** START DOCUMENT EXCERPT **
Josh: So I also have an info graph. At Mashable we’ve actually just started doing some of our own really high quality info graphics that we’re pretty proud of, so I’m just going to put this out there, I know it’s a little self-referential but we’re really proud of this so, you know. Basically we got a big data dump from Cisco that showed that they had a ton of spreadsheets that I didn’t understand that I gave to an artist that he sorted through, this guy Nick Sixx Siegler who is really talented, and he pulled out all this amazing data about what Cisco expects global Internet traffic to do over the next five years, or four years I guess. Some of the predictions that they’ve made are really mind-blowing, so I mean it’s actually very similar to what Brad was talking about but this is for the entire year so, for example, a million minutes of video will go across the Internet every second in 2015, so if you thought what was going across the Internet every minute now is a lot, that’s 674 days of video every second four years from now and that’s pretty crazy. And the average broadband speed will obviously have to go up to accommodate all that traffic, so the good news is that the average speed around the world will go up from seven megahertz per second to 28 which is welcome news; I know a lot of people who are still stuck on slow DSL.
Louis: Yeah, like all of Australia (laughter).
Patrick: I don’t know what ‘slow’ is but just watch it.
Louis: I’d love to believe that but I’m just so —
Patrick: Let’s get our measuring sticks out.
Louis: I’m so bitter about DSL now that we’ll see what happens.
Josh: The other crazy stat on here is just that the projected device growth, and we looked at the percentages because raw numbers were a little deceiving, but the percentages you can actually see which categories of devices are going to see the most growth over the next four years, at least according to what Cisco is predicting, and crazily enough flat panel television’s up 1000%, I think that’s probably just because a lot of people are finally getting ready to upgrade from those old tube televisions and also as more flat panels are getting Internet apps baked in people are going to start switching over. But, not surprisingly the second biggest device growth category is tablet computers with 750% growth predicted over the next four years which is, you know, that’s showing what kind of impact the iPad has had on personal computing; desktops are only going to be 25%, people are still buying them but not that much, non-Smartphones only up 17%, laptops only up 83%, so really —
Louis: Everyone’s looking at this same number on this graph, it’s got the third largest, so you mentioned flat panel television in the lead with tablets —
Patrick: Yeah, this is the surprising one; this is the biggest number here. Go ahead, Louis.
** END DOCUMENT EXCERPT **
** START PROVIDED MATERIAL **
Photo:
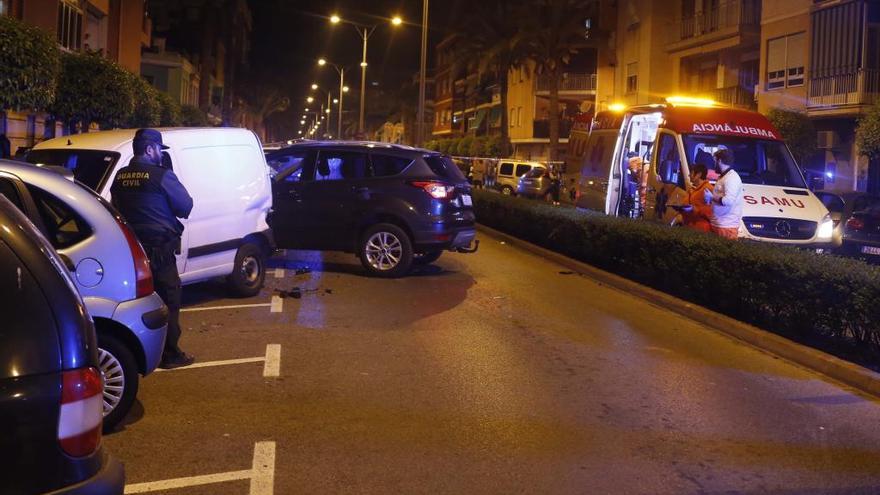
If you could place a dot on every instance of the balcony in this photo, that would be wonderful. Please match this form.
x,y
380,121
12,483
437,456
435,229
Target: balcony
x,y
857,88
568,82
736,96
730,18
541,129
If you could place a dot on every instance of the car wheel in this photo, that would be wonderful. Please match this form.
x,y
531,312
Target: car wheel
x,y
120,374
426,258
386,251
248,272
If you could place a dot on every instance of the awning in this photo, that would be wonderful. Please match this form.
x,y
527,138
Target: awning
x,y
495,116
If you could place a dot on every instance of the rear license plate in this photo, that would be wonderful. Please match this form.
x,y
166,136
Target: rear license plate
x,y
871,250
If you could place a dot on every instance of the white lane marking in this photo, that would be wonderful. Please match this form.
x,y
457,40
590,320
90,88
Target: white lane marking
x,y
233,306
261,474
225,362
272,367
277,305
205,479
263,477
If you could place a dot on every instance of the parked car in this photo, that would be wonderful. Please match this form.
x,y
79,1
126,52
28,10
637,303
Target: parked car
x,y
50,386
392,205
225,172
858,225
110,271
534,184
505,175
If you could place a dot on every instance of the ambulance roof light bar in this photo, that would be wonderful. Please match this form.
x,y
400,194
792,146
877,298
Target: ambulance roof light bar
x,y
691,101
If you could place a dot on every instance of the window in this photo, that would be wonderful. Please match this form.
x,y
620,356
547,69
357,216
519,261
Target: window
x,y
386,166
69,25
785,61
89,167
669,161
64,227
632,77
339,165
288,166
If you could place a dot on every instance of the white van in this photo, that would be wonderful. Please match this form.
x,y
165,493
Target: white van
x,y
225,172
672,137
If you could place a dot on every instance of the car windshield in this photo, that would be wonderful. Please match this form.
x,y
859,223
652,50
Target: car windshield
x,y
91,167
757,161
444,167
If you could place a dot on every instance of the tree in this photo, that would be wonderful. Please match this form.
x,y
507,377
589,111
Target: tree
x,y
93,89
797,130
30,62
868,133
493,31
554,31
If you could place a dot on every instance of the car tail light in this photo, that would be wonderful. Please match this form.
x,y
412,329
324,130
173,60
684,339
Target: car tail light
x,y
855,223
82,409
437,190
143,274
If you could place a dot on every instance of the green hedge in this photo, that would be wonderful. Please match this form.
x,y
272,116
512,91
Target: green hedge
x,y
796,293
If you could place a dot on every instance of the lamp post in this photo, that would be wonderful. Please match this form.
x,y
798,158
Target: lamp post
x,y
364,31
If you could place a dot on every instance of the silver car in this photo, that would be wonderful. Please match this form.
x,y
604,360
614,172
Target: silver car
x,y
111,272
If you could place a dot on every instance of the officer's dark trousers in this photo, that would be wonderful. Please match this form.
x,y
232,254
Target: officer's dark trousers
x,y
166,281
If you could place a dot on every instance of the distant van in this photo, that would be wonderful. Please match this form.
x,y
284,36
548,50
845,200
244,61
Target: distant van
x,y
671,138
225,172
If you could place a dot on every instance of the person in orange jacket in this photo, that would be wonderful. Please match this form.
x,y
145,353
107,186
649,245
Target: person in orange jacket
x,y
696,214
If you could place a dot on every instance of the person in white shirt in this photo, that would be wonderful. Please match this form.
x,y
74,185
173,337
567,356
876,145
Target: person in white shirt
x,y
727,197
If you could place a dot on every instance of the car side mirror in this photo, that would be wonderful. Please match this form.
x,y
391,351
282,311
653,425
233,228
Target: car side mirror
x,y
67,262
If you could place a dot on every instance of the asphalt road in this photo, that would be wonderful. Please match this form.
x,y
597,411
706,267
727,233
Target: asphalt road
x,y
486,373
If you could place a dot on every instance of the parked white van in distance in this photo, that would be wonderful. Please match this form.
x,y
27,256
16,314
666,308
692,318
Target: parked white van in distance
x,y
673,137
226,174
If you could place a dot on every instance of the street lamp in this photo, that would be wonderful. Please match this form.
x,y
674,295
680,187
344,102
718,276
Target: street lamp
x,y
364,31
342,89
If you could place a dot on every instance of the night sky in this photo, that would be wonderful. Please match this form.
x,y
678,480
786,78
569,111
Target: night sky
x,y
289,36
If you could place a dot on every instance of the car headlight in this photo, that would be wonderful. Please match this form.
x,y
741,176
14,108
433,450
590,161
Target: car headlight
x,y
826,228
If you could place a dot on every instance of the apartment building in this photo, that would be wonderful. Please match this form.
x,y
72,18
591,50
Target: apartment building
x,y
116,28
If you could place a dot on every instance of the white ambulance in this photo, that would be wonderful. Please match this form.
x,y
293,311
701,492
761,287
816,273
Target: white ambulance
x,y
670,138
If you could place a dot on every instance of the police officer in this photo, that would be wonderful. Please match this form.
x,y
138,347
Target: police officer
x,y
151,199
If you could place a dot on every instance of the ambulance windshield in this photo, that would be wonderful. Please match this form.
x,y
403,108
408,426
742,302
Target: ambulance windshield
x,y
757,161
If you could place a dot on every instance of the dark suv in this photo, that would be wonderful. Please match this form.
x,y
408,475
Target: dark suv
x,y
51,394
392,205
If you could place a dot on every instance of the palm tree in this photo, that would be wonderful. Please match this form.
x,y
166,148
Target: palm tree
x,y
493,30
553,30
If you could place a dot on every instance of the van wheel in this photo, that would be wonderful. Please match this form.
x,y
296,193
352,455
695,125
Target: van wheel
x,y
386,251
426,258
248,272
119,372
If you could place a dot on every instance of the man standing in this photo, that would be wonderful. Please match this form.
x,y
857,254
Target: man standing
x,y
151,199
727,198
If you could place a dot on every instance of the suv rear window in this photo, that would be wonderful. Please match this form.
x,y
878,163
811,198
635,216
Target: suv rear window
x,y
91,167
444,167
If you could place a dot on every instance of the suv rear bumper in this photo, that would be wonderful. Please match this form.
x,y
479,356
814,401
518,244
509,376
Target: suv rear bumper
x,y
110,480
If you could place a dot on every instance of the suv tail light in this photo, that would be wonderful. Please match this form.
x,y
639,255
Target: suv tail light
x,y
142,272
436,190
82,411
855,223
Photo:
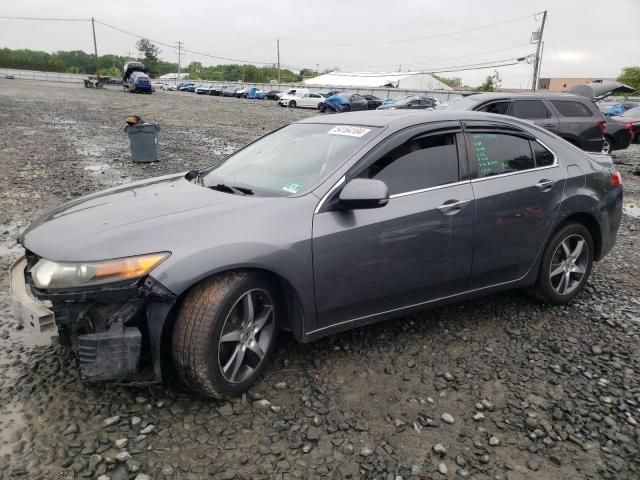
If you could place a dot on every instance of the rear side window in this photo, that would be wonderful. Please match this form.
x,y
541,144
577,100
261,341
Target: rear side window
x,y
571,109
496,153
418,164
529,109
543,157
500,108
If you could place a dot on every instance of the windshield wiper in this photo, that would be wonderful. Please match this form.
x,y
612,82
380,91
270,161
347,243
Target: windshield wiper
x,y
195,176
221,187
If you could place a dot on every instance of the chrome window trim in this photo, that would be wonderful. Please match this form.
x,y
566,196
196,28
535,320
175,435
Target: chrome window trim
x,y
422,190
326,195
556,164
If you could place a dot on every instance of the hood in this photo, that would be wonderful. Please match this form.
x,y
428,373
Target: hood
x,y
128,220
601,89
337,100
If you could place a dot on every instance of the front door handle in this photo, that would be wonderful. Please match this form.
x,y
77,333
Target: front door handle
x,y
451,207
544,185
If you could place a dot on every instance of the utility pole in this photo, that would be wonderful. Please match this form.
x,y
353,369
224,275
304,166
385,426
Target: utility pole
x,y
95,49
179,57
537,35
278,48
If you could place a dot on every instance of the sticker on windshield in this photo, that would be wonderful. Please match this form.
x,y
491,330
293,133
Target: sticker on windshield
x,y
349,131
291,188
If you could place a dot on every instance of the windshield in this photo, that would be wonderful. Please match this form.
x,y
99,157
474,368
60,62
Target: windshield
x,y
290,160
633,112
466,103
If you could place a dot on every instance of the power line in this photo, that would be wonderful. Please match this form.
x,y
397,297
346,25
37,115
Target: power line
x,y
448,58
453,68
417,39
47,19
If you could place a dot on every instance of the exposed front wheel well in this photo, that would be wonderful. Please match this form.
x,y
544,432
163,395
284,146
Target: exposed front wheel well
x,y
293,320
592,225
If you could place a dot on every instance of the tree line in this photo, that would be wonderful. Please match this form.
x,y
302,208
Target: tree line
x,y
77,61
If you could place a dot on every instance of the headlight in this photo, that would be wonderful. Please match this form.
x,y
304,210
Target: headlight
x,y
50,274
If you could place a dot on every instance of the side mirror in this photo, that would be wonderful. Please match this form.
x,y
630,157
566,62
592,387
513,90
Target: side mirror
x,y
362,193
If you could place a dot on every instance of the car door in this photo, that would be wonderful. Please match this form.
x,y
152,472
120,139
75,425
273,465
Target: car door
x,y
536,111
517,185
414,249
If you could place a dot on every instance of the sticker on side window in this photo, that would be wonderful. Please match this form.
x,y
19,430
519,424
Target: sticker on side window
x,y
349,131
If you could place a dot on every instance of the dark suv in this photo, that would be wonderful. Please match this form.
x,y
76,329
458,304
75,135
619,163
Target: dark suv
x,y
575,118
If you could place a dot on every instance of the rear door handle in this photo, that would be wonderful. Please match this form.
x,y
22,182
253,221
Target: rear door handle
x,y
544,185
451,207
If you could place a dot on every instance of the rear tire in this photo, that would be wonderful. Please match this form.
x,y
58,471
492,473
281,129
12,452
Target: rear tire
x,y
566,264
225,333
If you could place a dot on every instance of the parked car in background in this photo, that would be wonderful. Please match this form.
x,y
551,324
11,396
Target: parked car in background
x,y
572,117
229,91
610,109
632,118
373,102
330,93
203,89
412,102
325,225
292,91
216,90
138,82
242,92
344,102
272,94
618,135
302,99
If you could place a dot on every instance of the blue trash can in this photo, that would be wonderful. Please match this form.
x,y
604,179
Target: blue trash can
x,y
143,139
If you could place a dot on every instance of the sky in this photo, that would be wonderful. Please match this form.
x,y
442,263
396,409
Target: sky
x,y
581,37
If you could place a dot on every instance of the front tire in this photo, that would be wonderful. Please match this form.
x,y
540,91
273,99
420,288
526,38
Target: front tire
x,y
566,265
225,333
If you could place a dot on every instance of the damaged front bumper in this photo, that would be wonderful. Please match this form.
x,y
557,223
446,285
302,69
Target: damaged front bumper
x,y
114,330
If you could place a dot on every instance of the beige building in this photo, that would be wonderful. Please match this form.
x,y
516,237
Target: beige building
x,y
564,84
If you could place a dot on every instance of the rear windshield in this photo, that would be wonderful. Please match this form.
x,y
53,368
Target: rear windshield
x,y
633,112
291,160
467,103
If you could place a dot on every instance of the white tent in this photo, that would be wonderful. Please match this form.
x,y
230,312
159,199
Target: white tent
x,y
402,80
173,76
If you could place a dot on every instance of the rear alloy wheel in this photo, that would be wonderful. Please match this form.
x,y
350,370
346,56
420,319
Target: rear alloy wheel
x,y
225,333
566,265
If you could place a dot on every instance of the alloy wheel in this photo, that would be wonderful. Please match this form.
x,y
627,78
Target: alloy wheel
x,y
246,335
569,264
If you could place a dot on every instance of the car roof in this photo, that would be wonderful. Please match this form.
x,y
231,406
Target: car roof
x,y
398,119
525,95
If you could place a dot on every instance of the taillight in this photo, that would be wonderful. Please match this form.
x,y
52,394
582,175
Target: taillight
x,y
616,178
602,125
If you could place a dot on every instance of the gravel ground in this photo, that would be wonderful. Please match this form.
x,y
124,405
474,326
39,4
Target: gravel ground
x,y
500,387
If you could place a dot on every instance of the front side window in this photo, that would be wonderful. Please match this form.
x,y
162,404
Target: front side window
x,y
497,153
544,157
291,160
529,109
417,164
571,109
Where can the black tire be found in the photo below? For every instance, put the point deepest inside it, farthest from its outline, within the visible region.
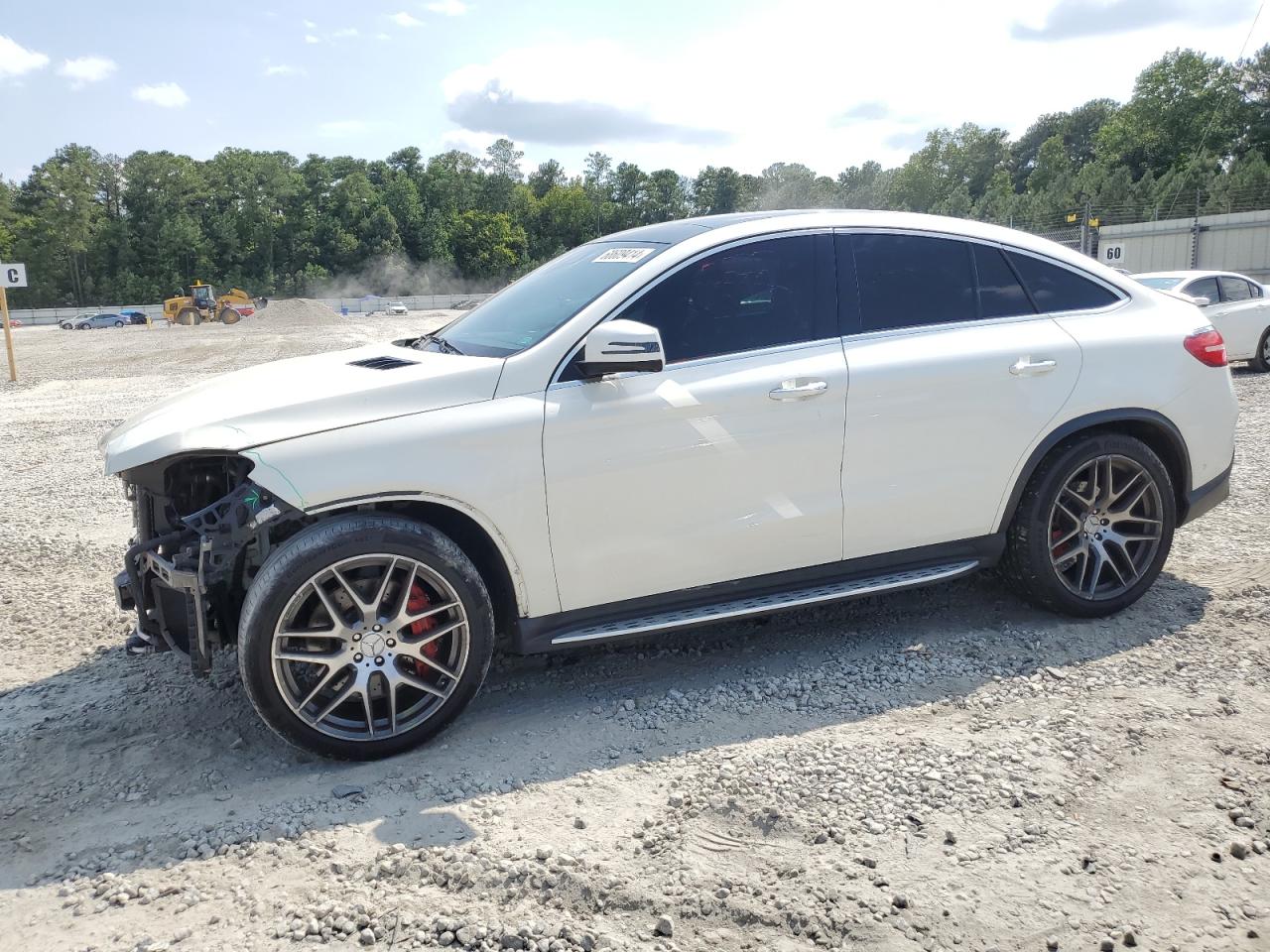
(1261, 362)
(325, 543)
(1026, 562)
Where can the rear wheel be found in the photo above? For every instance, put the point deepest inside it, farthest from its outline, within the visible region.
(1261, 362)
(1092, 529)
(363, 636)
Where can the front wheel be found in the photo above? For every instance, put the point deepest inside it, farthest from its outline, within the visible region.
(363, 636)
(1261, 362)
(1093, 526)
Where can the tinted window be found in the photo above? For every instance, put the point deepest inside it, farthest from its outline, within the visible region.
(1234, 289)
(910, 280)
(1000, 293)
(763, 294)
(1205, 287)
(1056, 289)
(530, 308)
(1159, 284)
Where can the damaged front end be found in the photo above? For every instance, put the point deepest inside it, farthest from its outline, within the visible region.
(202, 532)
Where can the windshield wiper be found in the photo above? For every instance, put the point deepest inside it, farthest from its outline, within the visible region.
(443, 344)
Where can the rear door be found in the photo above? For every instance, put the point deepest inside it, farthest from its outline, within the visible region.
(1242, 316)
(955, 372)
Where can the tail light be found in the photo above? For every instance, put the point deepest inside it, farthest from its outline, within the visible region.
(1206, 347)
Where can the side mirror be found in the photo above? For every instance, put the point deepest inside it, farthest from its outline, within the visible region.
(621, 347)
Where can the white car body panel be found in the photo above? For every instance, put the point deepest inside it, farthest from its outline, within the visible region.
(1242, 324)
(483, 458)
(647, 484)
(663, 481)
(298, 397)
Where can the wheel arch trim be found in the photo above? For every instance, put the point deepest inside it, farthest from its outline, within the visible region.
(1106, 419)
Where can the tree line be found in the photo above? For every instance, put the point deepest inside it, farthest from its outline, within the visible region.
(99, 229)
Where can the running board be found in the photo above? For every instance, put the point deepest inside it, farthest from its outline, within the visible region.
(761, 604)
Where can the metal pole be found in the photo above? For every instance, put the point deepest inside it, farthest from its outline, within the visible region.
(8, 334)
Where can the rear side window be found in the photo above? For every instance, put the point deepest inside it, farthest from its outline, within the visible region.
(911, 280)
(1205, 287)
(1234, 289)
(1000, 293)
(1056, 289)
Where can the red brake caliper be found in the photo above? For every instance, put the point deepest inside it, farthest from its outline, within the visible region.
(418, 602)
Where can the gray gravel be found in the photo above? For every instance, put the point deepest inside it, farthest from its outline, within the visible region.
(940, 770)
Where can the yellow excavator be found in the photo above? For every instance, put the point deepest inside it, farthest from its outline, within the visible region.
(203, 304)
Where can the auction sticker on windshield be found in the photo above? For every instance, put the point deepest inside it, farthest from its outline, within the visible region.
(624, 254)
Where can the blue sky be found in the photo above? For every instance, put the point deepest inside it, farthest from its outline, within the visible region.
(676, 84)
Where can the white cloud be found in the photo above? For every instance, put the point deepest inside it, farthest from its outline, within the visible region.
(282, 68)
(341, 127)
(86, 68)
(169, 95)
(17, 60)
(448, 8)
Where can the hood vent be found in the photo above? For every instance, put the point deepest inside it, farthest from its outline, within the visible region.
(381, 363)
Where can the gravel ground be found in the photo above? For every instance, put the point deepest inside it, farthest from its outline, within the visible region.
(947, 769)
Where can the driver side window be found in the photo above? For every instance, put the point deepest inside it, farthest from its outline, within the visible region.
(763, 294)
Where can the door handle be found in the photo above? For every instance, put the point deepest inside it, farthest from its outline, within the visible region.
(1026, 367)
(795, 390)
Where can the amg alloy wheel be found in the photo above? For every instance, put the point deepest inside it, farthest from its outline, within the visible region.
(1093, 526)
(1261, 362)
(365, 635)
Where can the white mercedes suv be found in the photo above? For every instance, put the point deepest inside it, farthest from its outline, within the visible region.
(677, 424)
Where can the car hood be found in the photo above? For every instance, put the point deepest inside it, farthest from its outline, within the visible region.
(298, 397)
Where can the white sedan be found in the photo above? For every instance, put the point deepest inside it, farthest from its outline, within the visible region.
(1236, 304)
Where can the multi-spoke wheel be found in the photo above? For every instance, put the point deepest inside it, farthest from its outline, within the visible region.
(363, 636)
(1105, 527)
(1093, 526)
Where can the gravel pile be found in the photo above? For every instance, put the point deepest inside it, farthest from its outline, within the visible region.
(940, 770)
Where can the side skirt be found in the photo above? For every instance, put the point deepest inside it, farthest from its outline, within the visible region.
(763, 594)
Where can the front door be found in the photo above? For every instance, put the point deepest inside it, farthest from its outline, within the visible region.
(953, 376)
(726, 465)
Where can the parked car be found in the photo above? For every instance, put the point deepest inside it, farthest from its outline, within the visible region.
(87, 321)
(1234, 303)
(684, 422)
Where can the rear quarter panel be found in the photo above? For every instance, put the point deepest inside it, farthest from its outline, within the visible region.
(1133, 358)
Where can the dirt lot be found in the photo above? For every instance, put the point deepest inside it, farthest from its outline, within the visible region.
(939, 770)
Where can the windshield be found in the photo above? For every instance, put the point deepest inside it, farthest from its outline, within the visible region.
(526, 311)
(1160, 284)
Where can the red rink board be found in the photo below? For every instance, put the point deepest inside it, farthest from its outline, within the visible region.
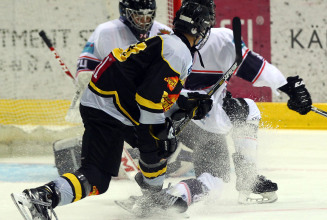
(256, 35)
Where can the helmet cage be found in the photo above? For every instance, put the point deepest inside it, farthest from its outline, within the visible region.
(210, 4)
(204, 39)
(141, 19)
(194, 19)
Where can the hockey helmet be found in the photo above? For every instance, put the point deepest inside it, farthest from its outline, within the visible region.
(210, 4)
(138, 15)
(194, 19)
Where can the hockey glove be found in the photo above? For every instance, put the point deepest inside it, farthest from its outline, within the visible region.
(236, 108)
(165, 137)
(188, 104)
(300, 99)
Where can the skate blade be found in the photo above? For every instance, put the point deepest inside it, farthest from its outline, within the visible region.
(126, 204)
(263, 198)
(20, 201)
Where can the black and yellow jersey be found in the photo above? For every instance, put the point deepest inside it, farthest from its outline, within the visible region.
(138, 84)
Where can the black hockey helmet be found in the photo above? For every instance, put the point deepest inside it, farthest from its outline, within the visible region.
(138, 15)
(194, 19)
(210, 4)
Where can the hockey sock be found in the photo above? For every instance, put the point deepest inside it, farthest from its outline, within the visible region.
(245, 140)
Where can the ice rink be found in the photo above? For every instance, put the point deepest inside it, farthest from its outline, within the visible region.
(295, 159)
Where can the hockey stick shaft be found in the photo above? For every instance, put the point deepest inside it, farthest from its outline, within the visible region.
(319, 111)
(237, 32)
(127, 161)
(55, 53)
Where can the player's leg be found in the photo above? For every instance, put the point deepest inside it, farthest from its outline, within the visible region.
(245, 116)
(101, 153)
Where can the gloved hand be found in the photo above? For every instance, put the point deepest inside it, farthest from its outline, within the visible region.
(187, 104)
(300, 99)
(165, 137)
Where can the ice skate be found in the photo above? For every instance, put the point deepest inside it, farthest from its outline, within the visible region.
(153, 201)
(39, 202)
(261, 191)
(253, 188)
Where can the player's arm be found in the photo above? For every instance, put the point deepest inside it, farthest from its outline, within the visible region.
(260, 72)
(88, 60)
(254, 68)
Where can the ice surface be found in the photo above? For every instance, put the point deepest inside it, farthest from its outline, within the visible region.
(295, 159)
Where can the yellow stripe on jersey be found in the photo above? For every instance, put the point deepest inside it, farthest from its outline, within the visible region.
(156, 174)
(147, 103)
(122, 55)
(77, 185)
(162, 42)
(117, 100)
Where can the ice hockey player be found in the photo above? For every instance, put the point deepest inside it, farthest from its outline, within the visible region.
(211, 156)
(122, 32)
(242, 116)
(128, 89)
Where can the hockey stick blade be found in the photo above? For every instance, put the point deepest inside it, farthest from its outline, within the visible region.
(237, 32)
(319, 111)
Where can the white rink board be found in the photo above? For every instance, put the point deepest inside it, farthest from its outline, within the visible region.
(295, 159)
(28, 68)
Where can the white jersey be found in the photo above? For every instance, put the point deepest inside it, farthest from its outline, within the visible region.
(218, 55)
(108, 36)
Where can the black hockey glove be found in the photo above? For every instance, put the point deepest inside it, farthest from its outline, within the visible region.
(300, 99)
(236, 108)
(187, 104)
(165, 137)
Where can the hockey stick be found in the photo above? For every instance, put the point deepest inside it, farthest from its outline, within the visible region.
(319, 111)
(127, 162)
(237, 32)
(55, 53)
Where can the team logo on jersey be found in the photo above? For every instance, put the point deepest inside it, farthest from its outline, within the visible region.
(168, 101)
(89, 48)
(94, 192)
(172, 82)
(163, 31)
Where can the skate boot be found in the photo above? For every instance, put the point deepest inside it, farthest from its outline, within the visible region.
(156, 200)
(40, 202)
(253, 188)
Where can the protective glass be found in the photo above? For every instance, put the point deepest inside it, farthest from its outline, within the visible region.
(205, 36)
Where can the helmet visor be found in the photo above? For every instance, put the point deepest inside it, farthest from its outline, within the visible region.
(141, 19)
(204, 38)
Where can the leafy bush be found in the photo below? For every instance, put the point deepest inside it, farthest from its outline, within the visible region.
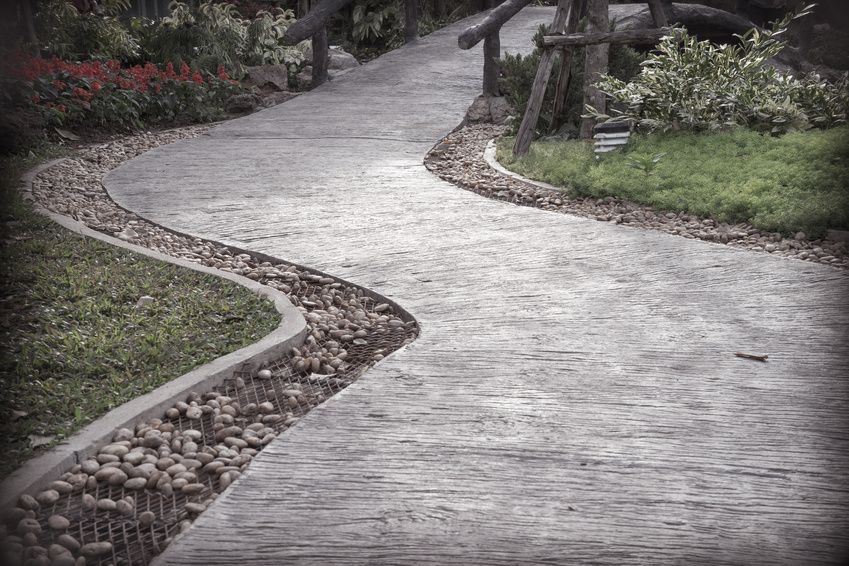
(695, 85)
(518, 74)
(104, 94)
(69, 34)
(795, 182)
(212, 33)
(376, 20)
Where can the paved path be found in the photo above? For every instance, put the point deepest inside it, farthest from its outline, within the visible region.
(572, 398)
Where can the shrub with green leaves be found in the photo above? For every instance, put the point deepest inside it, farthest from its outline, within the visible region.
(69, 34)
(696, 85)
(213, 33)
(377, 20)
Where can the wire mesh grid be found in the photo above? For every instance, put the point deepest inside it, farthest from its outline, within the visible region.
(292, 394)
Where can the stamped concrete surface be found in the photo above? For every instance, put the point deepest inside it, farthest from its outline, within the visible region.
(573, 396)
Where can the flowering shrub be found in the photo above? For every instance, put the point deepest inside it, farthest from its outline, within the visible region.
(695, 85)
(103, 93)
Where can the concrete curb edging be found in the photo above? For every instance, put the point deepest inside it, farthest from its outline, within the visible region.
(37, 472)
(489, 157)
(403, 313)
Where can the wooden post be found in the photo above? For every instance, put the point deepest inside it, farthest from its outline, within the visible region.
** END PROVIDED MATERIAL **
**TASK TO CARRY OUT:** Write the next part of the conversation about Cisco's Internet traffic predictions. None of the lines are needed here.

**OUTPUT BELOW:**
Louis: The third largest one at 600% growth from 2010 to 2015 is apparently the digital photo frame, now I’m really not sure I buy that one.
Brad: I thought that phase passed a couple years ago.
Patrick: Yeah, I don’t have one. I mean that’s what it’s saying; I’m going to buy one, in the next five years I will own one so just count on that (laughter) before I own a Smartphone.
Josh: I’ve heard that Brad’s put in like a pre-order for like 40,000 of them, so he’s accounting for like —
Patrick: As soon as you can hook those babies up to Turntable.fm he will line his wall.
Brad: I’m going to have the .digitalphotoframe TLD too, so I’m gonna really own that market.
Louis: I think maybe that’s it because it’s a percentage here.
Josh: It’s a function of us looking at percentages, so I think it might be that there’s one digital photo frame out there right now and then there’s going to be 600 four years from now (laughter).
Louis: Yeah, that’s maybe where that’s coming from.
Patrick: And maybe it’s just one of those really kind of, I hate to say it, but it’s not a lack of knowledge but just a pretty consumer device, you know, it’s an easy sell, you know, it’s easy to describe, it’s like here is a frame, you put your card in it, it displays your pictures, bam! And that’s it, it’s like it’s an easy sell I guess you could say.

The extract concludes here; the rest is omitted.